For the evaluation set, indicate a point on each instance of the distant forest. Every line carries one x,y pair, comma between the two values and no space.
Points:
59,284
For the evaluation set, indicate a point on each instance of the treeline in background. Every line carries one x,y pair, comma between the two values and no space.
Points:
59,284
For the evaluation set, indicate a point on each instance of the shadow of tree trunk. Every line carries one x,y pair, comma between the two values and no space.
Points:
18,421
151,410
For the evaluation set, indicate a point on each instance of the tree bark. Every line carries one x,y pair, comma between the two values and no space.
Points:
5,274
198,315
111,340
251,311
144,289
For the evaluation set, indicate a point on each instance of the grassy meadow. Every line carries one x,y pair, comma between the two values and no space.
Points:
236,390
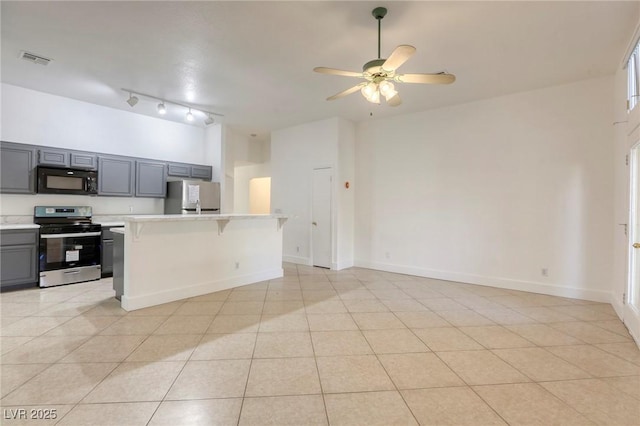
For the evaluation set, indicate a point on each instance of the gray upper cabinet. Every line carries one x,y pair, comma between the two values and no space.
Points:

··········

Copy all of the entries above word for word, and leave the pictures out of your copy.

For the evaluation set, indicate a point on each instance of the distant forest. Every line carries one x,y pair, comma between the two values and no space.
Points:
59,284
For the evaluation set, indicate a point on each instance of the treeline in background. Every line carries one x,y pair, comma between the two values and no space.
Points:
59,284
For the evaluation set, indicate a point on each instance of the shadow of tree trunk. Every line carries one x,y pair, comma between the two values and no space.
Points:
18,421
151,410
For the evaluation set, indicate a point on each instance of the tree bark. Every line carries one x,y pair, comma between the two values and no space.
Points:
5,274
198,315
111,340
251,311
144,289
For the evaluation set, indicate a point on each instance of the grassy meadow. Every line carries one x,y pair, comma between the two values and no space.
Points:
236,390
For the evaluation set, indicate a point on each instance of the gray upper cabinet. Every line carries one x,y pair, comma between the two values and no space.
Points:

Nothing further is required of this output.